WORK TASK 1: In the Blake Davis text, which character did Davis play in the ABC series The Slap?
WORK TASK 2: Reproduce part of the Blake Davis text word for word, beginning at the words "Davis' most noted" and stopping after the words "season of Tangle.".

TEXT SHOWN:
Blake Davis (born 1992) is an Australian actor.
Davis' most noted TV roles have been in Tangle (as Max Williams) and Dead Gorgeous (as Jonathan). In 2011, he starred as Richie in the ABC series The Slap, which is based on the 2008 novel by Australian author Christos Tsiolkas. In 2012, Davis appeared in the third season of Tangle.

Since 2015, Davis also has a successful career in real estate. In 2025, he appeared in Selling Sunset (2025), where he met and began dating Emma Hernan.

==Filmography==
- Bringing Our Stories Home (2016) – Gordon Wallace (one episode)
- Pulitzer (2015) – Ian (short film)
- Mr and Mrs Murder (2013) – Rhys (one episode)
- The Wizard (2013) – Cameron (short film)
- Fun City (2013) – John (short film)

EXTRACTED ENTRIES:
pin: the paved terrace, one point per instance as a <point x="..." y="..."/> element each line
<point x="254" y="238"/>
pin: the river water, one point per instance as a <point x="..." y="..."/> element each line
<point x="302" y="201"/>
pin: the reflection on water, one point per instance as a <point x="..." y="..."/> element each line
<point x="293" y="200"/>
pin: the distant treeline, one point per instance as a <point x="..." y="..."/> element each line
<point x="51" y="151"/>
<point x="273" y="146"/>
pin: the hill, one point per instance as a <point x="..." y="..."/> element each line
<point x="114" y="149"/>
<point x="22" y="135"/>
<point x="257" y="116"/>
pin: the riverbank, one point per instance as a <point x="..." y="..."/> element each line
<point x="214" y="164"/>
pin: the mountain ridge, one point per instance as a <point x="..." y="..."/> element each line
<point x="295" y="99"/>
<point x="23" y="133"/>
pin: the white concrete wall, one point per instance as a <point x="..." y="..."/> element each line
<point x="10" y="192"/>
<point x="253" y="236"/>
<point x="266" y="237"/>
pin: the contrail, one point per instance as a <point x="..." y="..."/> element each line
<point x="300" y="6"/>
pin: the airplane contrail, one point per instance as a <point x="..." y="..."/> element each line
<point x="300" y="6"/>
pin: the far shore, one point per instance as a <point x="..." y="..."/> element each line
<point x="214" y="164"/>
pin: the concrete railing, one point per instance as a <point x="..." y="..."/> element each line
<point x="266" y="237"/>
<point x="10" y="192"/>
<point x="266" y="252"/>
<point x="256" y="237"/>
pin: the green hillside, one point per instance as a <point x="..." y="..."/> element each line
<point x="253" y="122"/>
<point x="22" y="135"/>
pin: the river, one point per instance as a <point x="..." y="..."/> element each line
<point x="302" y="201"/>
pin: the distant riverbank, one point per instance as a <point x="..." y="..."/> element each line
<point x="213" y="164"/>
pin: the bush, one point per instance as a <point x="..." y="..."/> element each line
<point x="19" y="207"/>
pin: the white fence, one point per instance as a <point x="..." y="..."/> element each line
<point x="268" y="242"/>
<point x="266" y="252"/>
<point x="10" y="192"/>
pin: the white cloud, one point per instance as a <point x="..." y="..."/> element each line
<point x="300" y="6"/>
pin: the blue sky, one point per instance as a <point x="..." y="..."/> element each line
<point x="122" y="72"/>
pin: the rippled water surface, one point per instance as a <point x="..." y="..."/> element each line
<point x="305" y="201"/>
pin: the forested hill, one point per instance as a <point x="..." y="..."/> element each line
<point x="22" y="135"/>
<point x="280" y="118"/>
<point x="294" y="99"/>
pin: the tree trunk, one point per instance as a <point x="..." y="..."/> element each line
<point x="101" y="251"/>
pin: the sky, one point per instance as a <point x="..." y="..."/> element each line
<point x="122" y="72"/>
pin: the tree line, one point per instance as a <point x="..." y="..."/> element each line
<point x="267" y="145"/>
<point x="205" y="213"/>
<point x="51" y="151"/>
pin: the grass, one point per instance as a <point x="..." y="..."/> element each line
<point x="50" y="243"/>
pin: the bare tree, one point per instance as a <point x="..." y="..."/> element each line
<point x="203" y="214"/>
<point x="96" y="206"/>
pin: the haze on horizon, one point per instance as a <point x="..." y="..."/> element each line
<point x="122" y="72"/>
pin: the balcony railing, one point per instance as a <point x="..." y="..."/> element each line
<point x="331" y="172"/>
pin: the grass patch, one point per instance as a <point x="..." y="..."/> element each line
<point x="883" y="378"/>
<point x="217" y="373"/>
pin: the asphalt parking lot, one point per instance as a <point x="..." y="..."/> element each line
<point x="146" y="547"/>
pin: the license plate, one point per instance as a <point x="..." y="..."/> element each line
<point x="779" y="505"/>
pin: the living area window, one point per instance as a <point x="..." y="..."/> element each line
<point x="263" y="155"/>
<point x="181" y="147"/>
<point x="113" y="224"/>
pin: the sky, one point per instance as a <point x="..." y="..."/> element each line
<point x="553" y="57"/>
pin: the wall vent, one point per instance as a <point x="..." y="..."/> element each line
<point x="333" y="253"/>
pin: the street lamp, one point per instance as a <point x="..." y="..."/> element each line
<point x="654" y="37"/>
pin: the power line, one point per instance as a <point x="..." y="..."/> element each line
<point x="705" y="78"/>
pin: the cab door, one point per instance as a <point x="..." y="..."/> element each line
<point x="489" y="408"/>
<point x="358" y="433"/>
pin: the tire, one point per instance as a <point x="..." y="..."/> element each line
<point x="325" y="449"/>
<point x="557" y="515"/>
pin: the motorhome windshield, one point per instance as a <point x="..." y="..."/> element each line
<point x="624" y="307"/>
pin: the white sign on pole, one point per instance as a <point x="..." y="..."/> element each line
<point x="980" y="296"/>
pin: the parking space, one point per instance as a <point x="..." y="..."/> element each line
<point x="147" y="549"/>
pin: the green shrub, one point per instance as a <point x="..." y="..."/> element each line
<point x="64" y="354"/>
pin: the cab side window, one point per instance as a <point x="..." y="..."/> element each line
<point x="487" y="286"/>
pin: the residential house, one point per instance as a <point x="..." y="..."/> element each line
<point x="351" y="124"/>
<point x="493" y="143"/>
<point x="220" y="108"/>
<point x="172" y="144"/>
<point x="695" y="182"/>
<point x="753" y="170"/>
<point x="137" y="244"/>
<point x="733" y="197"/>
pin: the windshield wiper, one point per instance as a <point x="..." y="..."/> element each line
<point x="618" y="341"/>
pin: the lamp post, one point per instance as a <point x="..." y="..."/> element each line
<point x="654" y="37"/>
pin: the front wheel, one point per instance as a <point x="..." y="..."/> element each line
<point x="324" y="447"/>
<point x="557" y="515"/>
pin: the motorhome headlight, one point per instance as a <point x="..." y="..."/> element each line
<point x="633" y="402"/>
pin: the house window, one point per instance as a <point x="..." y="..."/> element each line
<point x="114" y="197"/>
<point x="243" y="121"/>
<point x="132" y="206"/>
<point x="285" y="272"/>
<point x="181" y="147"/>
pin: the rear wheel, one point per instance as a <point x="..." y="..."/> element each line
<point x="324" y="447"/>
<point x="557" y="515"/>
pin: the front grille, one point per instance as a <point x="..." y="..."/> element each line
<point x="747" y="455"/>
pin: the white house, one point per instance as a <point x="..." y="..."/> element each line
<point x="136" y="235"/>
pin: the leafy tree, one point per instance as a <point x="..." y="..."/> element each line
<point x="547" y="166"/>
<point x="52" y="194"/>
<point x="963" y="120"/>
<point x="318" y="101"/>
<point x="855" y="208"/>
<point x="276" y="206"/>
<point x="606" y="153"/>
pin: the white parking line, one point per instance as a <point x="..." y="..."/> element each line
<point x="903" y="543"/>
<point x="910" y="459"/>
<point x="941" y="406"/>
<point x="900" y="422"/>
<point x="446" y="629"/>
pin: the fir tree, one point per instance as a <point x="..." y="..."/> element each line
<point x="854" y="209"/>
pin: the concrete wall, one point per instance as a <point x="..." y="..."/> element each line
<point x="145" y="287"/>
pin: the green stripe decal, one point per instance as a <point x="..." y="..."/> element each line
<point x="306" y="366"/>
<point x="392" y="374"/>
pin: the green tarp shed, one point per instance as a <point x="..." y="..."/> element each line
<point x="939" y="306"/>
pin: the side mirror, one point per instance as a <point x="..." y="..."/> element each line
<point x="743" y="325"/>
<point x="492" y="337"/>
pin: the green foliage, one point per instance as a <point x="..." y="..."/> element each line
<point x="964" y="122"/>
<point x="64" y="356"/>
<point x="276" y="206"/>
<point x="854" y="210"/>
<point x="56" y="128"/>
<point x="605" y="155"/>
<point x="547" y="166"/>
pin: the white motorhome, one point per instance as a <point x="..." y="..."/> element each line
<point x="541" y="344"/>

RESPONSE BOX 1: Richie

RESPONSE BOX 2:
Davis' most noted TV roles have been in Tangle (as Max Williams) and Dead Gorgeous (as Jonathan). In 2011, he starred as Richie in the ABC series The Slap, which is based on the 2008 novel by Australian author Christos Tsiolkas. In 2012, Davis appeared in the third season of Tangle.